▶ Data provided:
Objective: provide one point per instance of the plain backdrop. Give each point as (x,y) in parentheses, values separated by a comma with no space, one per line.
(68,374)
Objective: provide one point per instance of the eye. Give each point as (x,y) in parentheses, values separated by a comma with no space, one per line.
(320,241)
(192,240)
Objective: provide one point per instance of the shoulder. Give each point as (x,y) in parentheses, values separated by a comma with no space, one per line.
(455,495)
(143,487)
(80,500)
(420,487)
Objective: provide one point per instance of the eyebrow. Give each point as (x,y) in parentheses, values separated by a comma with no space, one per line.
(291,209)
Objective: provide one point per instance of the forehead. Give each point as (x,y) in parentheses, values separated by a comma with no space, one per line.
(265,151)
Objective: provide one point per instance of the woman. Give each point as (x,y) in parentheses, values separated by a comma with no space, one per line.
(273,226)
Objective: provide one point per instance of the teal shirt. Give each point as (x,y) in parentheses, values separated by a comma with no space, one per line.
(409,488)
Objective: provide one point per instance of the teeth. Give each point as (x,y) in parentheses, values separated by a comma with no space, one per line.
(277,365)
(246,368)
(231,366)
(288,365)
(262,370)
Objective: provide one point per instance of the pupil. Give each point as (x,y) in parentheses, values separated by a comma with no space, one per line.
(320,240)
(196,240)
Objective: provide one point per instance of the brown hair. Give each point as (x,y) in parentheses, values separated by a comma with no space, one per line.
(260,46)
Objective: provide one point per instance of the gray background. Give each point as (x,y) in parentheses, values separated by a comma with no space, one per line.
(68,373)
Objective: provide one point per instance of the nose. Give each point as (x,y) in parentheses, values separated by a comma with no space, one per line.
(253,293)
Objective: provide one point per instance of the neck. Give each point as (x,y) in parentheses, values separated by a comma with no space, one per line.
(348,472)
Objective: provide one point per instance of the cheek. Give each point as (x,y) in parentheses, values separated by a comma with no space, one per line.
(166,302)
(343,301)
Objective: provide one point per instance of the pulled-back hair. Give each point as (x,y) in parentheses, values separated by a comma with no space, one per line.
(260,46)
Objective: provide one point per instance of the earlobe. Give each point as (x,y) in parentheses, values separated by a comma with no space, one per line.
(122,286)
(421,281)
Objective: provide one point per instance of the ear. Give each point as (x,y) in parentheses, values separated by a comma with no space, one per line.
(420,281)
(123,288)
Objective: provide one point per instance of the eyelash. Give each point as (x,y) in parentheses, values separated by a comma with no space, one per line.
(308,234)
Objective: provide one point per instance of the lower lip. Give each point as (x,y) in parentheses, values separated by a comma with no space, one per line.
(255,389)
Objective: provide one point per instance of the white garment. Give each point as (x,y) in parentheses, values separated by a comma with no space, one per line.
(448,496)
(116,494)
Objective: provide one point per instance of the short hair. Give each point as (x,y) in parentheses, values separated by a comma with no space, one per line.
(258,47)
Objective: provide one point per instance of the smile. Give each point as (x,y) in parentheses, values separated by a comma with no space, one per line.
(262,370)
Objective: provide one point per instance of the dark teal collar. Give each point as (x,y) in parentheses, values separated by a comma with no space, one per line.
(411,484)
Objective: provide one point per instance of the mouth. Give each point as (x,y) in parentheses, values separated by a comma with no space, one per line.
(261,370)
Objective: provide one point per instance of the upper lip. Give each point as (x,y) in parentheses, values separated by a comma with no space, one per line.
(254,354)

▶ The task: The full listing above needs to be retyped exactly.

▶ Written solution:
Objective: provide one point per instance of the plain backdrop. Give each point as (x,y) in parentheses, values separated by a comma with no space, one per line.
(68,374)
Objective: provide one point per instance of the eye. Give each point as (x,y) in parentheses, values separated by a comma with no space, one per line.
(320,241)
(192,240)
Objective: provide one point per instance of the shoulder. Give each point as (x,y) in parentheses, values separated by a comma with no space, one per line.
(455,495)
(143,487)
(80,500)
(420,487)
Objective: provide one point per instance of the eyebrow. Give each point as (x,y) in parentheses, values separated by a comma with no space, one per line.
(291,209)
Objective: provide one point per instance of the forehead. Give each point as (x,y) in parentheses, values separated by a comma with no space, one per line.
(265,151)
Objective: provide one point per instance of the woman. Give each point as (x,y) in parentheses, values separated by a comma with no space, one per line.
(273,226)
Objective: provide one point per instance of the teal shirt. Give each point as (x,y) in parentheses, values separated by a comma with no space, one per line.
(409,488)
Objective: provide one point per instance of the teeth. Give each point as (x,y) in parentheses, values separated by a comma with no space, one per line.
(277,365)
(246,368)
(231,366)
(288,365)
(262,370)
Objective: provide one point per instance of the pupil. Give each point as (x,y) in parentheses, values separated by a comma with no space, one per line.
(320,240)
(196,240)
Objective: provide one point per instance of the brown hair. Give each point as (x,y) in parentheses, values separated by a comma with no space, one per line.
(260,46)
Objective: provide one point per instance of the gray background. Give each point as (x,y) in parentheses, values separated by a comma with no space, one per line.
(68,373)
Objective: provide one point per instance of the nose. Give each point as (x,y) in parentheses, values separated by a comma with no space, one per line.
(253,293)
Objective: provide one point per instance of the neck. Give each point as (x,y) in parentheses, values separated by a comma with no space, one per line.
(348,472)
Objective: provide one point per instance of the cheek. Give each point as (x,y) in parentheses, values separated by a comma with no space, one per line.
(166,302)
(343,301)
Objective: provide one point per instance of the pulled-back hair. Give each point as (x,y) in parentheses, values separated by a comma with no space, one per line.
(260,46)
Objective: provide one point per instance of the earlobe. Give each point as (x,y) in parentheses, values separated by a comma with no space, one per line.
(122,286)
(421,281)
Objective: provide one point per instance of the ear. Give each point as (x,y) in parentheses, values separated by a comma with no space, one per line.
(420,281)
(123,288)
Objective: provide one point per instance of the eyelash. Give each point as (x,y) in parentheses, values separated by a comma with no space, one per line.
(308,234)
Objective: provide one point per instance of the lower lip. Give each point as (x,y) in parentheses, values separated by a comma with no space, one per line.
(255,389)
Objective: provide one point per instance of the white garment. Give each point as (x,y) in parentheses, values separated by a comma with no space, one per line.
(448,496)
(116,494)
Objective: provide one point per instance of the short hair. Give each point as (x,y) in parentheses, values separated by a comma with no space, one per line.
(258,47)
Objective: provide one point per instance of the smile. Give each point as (x,y) in parentheses, values separated by a comma with no space, one per line.
(262,370)
Objective: provide one point per instance of the dark teal collar. Give each point as (x,y) in parentheses, values separated by a comma with no space, one per line.
(411,484)
Objective: provide one point per instance of the mouth. Give each point as (x,y) in parentheses, values separated by a comma with no space, one per line.
(261,370)
Objective: provide one point per instance of the upper lip. Give each point as (x,y) in parentheses, values separated by a comma with no space, one per line.
(254,354)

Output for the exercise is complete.